** Problem to work on **
Reproduce each of the following entries verbatim, line by line.

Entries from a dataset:

◇ ◇ ◇ ◇

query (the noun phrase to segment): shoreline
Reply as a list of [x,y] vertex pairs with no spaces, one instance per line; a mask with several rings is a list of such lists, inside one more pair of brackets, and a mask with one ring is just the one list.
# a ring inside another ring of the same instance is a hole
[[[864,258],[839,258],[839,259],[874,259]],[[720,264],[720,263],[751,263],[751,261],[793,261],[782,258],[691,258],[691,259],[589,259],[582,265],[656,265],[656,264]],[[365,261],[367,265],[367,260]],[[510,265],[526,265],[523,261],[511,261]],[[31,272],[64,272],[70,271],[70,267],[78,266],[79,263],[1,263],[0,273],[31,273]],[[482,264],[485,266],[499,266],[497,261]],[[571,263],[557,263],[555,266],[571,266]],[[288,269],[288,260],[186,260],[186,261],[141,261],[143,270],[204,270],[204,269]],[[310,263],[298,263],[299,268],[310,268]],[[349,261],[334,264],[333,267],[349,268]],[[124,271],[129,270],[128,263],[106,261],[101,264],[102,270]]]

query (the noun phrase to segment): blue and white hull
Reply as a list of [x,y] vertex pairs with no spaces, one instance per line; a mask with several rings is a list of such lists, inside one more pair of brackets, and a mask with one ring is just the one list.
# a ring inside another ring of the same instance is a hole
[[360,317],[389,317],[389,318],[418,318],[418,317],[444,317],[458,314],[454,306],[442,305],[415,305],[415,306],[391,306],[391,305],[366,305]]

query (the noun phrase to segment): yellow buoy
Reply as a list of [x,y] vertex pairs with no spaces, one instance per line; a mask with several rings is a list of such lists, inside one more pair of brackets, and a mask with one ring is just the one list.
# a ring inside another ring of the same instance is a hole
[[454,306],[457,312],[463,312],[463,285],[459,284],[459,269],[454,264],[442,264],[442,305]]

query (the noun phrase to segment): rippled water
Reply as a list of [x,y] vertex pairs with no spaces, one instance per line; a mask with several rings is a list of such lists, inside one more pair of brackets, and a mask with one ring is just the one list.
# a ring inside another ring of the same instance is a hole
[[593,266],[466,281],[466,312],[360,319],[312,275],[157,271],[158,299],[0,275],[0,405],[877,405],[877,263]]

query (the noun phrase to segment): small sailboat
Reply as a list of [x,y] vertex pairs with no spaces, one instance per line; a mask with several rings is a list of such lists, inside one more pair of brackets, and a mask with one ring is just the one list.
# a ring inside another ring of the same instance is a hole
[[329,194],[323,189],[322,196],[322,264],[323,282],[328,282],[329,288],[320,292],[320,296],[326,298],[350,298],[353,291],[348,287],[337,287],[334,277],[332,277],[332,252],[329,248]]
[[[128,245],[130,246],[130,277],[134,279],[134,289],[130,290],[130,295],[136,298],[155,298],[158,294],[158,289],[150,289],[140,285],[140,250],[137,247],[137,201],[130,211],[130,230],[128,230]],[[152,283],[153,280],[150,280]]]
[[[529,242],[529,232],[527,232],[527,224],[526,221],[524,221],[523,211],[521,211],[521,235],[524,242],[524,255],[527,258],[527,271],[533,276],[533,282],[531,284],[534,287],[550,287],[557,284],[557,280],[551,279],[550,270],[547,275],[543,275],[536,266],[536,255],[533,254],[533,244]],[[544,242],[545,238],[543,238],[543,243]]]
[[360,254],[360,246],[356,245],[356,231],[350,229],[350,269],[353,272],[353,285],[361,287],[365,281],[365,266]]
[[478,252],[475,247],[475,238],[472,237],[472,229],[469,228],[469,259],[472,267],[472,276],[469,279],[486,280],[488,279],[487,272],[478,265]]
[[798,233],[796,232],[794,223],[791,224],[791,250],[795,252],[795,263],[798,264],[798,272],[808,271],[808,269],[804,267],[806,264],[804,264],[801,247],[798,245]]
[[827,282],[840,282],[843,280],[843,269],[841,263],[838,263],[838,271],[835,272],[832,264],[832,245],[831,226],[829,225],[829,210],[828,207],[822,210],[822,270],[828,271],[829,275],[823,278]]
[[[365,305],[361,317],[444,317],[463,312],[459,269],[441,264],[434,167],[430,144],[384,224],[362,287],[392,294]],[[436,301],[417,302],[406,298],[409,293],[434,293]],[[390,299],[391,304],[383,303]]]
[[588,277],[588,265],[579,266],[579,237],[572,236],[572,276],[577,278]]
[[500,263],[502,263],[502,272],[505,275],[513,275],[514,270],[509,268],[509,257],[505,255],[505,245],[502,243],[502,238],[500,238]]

◇ ◇ ◇ ◇

** Task response **
query (the noun phrase to segment): shoreline
Reply as a list of [x,y] vertex pairs with no spaces, one instance per line; a mask with several rings is a list of such lists, inside one more pair of brackets, and a mask with one ring is just the one list.
# a ring inside another ring of the same instance is a hole
[[[864,258],[839,258],[839,259],[874,259]],[[720,264],[720,263],[751,263],[751,261],[793,261],[782,258],[691,258],[691,259],[589,259],[582,265],[656,265],[656,264]],[[365,261],[367,265],[367,260]],[[510,265],[526,265],[523,261],[511,261]],[[31,272],[64,272],[70,271],[70,267],[78,266],[79,263],[1,263],[0,273],[31,273]],[[482,264],[485,266],[499,266],[497,261]],[[571,263],[557,263],[555,266],[571,266]],[[288,269],[288,260],[186,260],[186,261],[141,261],[143,270],[204,270],[204,269]],[[310,263],[298,263],[299,268],[310,268]],[[349,261],[334,264],[333,267],[349,268]],[[124,271],[129,270],[128,263],[106,261],[101,264],[102,270]]]

query (the noun phrase to segment): blue and white hull
Reply as a list of [x,y] vertex pairs with no spaces, one instance per line; a mask with several rings is a list of such lists, inside one more pair of brackets, and a mask with one ring is just the one list.
# a ring inside another ring of the same instance is a hole
[[360,317],[389,317],[389,318],[418,318],[418,317],[444,317],[458,314],[454,306],[442,305],[415,305],[415,306],[391,306],[391,305],[366,305]]

query (the noun phrase to segment): yellow buoy
Reply as a list of [x,y] vertex pairs with no spaces, one instance per line; a mask with several rings is a list of such lists, inside one more pair of brackets, and a mask with one ring is just the one list.
# a ring inside another ring of the same instance is a hole
[[454,306],[457,312],[463,312],[463,285],[459,284],[459,269],[454,264],[442,264],[442,305]]

query (the noun phrase to segment): rippled water
Reply as a list of [x,y] vertex pairs with no spaces, one instance per line; a mask with several rings is a list of such lists, inside one more pair of brackets, and a mask with one ring is just the one list.
# a ring inside another ring of the same instance is a hole
[[593,266],[466,281],[466,312],[360,319],[312,275],[157,271],[158,299],[0,275],[0,405],[877,405],[877,263]]

query (the noun phrase to segment): small sailboat
Reply as a list of [x,y] vertex pairs with no spaces, one instance per line; a mask with several rings is a list of such lists, inside one more pair of brackets, and a mask with one ring is just the one list.
# a ring inside another ring of the same instance is a hole
[[329,194],[323,189],[322,196],[322,264],[323,282],[328,282],[329,288],[320,292],[320,296],[326,298],[350,298],[353,291],[348,287],[337,287],[334,277],[332,277],[332,252],[329,248]]
[[[128,245],[130,246],[130,277],[134,279],[134,289],[130,290],[130,295],[136,298],[155,298],[158,294],[158,289],[150,289],[140,285],[140,250],[137,247],[137,201],[130,211],[130,230],[128,230]],[[152,283],[153,280],[150,280]]]
[[[529,242],[529,232],[527,232],[527,224],[526,221],[524,221],[523,211],[521,211],[521,235],[524,242],[524,255],[527,258],[527,271],[533,276],[533,282],[531,284],[534,287],[550,287],[557,284],[557,280],[551,279],[550,270],[547,275],[543,275],[536,266],[536,255],[533,254],[533,244]],[[544,242],[545,238],[543,238],[543,243]]]
[[360,254],[360,246],[356,245],[356,231],[350,229],[350,269],[353,272],[353,285],[361,287],[365,281],[365,266]]
[[478,252],[475,247],[475,238],[472,237],[472,229],[469,228],[469,259],[472,267],[472,276],[469,279],[486,280],[488,279],[487,272],[478,265]]
[[798,233],[796,232],[794,223],[791,224],[791,250],[795,252],[795,263],[798,264],[798,272],[808,271],[808,269],[804,267],[806,264],[804,264],[801,247],[798,245]]
[[827,282],[840,282],[843,280],[843,269],[841,263],[838,263],[838,271],[835,272],[832,264],[832,245],[831,226],[829,225],[829,210],[828,207],[822,210],[822,270],[828,271],[829,275],[823,278]]
[[[365,305],[361,317],[444,317],[463,312],[459,269],[441,264],[434,167],[430,144],[384,224],[362,287],[392,294]],[[436,301],[417,302],[406,298],[409,293],[434,293]],[[390,299],[391,304],[383,303]]]
[[588,277],[588,265],[579,266],[579,237],[572,236],[572,276],[577,278]]
[[500,263],[502,263],[502,272],[505,275],[513,275],[514,270],[509,268],[509,257],[505,255],[505,245],[502,243],[502,238],[500,238]]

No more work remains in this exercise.